WORK INSTRUCTIONS -
All of the data that appears below is to be given again precisely as written.
--- DATA FOR REVIEW Enclosed Below ---
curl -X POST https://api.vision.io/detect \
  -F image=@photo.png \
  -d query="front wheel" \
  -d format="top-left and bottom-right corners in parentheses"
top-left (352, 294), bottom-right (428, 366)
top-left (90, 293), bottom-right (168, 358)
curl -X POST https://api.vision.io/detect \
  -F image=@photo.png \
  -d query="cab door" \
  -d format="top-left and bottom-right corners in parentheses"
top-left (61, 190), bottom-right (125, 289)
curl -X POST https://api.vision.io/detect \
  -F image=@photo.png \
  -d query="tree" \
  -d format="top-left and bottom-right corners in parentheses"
--- End of Enclosed DATA FOR REVIEW ---
TASK RESULT -
curl -X POST https://api.vision.io/detect \
  -F image=@photo.png \
  -d query="front wheel" \
  -d format="top-left and bottom-right corners in parentheses"
top-left (352, 294), bottom-right (428, 366)
top-left (90, 293), bottom-right (168, 358)
curl -X POST https://api.vision.io/detect \
  -F image=@photo.png \
  -d query="cab door" \
  -d format="top-left and bottom-right corners in parentheses"
top-left (61, 190), bottom-right (125, 289)
curl -X POST https://api.vision.io/detect \
  -F image=@photo.png \
  -d query="tree" \
  -d format="top-left and bottom-right corners in parentheses"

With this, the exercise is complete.